§ **Görev a**: Aşağıdaki Cumaovası Fayı metninde adı geçen jeolojik zaman birimlerinin hepsini sırala.

2.3.5 Cumaovası Fayı

İzmir’in güneydoğusunda yer alır. Gediz grabeni ile Tuzla Fayı arasında kabaca K70°D doğrultusunda uzanır. Doğu ucunda Gediz grabeninin güney koluyla birleşir, batıya doğru D-B doğrultusuna yaklaşır. Cumaovası alüvyonlarında Tuzla Fayı ile olan ilişkisi gözlenememiştir. Bu fay sağ yönlü doğrultu atımlıdır. Doğrultu atım

(33)

özelliği Kemalpaşa GB’sındaki Miyosen yaşlı çökellerde iyi gözlenir. Burada fay boyunca ezik bir zon gelişmiştir. Fay düzleminde çizik ve kertikler doğrultu atımı belirlemektedir. Batı ucunda ise kesmiş olduğu Pliyo-Kuvaterner’de gelişmiş drenaj şebekesi ve vadi formlarında sağ yönlü atımı gösteren bulgular mevcuttur.

Fayın Holosen aktivitesine ilişkin veri toplanamamıştır. Ancak, 31 Mart 1928 Torbalı depreminin makrosismik episantrı bu fay üzerine rastlamaktadır.

§ **Kayıt alıntıları**:
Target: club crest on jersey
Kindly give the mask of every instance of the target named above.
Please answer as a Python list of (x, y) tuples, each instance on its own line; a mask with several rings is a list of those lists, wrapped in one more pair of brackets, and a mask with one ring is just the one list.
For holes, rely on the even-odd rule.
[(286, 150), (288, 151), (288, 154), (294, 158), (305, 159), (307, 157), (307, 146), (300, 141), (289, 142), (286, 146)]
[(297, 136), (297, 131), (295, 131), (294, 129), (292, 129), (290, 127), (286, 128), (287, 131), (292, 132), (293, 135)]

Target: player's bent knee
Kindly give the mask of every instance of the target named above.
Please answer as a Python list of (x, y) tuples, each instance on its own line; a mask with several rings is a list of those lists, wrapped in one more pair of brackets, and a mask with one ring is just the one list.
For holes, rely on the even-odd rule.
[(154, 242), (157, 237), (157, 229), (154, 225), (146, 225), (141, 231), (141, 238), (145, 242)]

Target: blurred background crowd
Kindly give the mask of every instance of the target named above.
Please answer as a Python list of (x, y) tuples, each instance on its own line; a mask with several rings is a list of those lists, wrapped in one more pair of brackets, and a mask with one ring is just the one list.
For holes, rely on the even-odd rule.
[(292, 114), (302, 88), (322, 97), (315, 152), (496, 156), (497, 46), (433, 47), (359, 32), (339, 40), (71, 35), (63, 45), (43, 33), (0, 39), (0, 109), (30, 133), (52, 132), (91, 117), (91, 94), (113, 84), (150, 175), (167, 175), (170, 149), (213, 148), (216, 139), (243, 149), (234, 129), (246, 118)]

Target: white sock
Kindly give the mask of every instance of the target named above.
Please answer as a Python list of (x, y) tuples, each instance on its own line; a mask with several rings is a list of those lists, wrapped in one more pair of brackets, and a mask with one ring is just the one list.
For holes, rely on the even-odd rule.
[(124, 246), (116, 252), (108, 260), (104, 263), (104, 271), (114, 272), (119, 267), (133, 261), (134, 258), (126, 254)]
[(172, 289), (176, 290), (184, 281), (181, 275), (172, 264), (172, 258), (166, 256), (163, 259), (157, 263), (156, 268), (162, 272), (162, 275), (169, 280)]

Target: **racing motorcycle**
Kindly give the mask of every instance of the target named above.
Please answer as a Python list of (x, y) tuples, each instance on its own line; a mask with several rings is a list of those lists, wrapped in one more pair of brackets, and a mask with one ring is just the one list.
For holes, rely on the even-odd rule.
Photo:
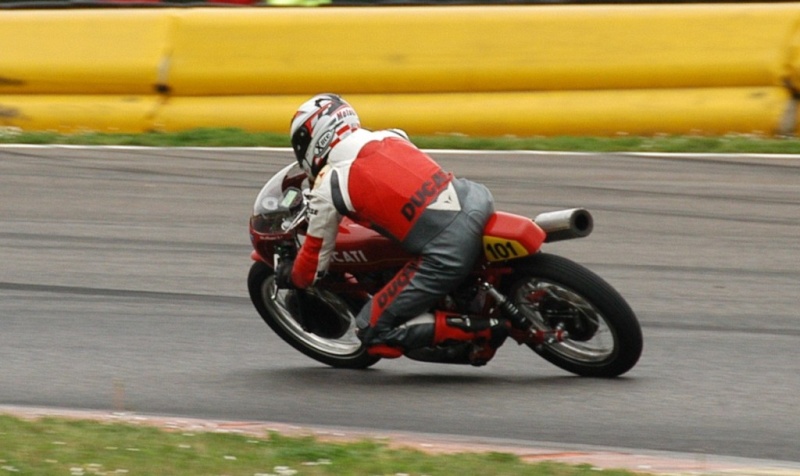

§ **Görev b**: Kayıtlarda "Target: player's bent knee" ifadesini içeren satırdan başlayıp "129), (246, 118)]" ifadesini içeren satıra kadar uzanan satırları, iki uç satır da dahil olmak üzere, lütfen numaralı liste biçimine getir. Boş satırları dışarıda bırak.

§ **Görevin cevabı a**:
- Miyosen
- Pliyo-Kuvaterner
- Holosen

§ **Görevin cevabı b**:
1. Target: player's bent knee
2. Kindly give the mask of every instance of the target named above.
3. Please answer as a Python list of (x, y) tuples, each instance on its own line; a mask with several rings is a list of those lists, wrapped in one more pair of brackets, and a mask with one ring is just the one list.
4. For holes, rely on the even-odd rule.
5. [(154, 242), (157, 237), (157, 229), (154, 225), (146, 225), (141, 231), (141, 238), (145, 242)]
6. Target: blurred background crowd
7. Kindly give the mask of every instance of the target named above.
8. Please answer as a Python list of (x, y) tuples, each instance on its own line; a mask with several rings is a list of those lists, wrapped in one more pair of brackets, and a mask with one ring is just the one list.
9. For holes, rely on the even-odd rule.
10. [(292, 114), (302, 88), (322, 97), (315, 152), (496, 156), (497, 46), (433, 47), (359, 32), (339, 40), (71, 35), (63, 45), (43, 33), (0, 39), (0, 109), (30, 133), (52, 132), (91, 117), (91, 94), (113, 84), (150, 175), (167, 175), (170, 149), (213, 148), (216, 139), (243, 149), (234, 129), (246, 118)]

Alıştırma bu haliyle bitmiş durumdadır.